**Extracted material**
########################################

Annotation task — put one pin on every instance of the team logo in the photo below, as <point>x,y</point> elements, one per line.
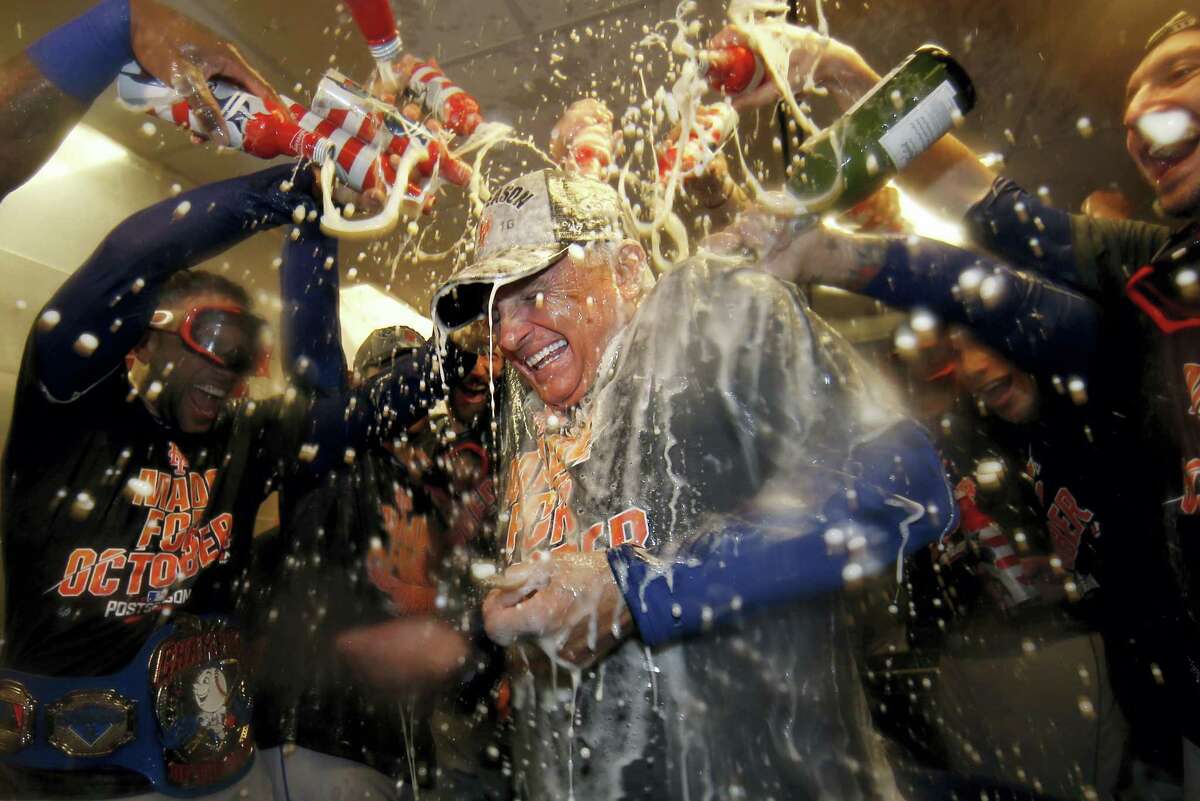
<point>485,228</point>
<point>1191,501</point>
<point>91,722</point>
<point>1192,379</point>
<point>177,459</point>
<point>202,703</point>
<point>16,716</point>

########################################

**Assignment**
Output the material above word for word. Leave out its images.

**Result of the exercise**
Annotation task — put one pin on every instance of the team logo in the photo below, as <point>x,y</point> elements, one per line.
<point>485,228</point>
<point>1191,501</point>
<point>91,722</point>
<point>1192,379</point>
<point>177,459</point>
<point>202,703</point>
<point>16,716</point>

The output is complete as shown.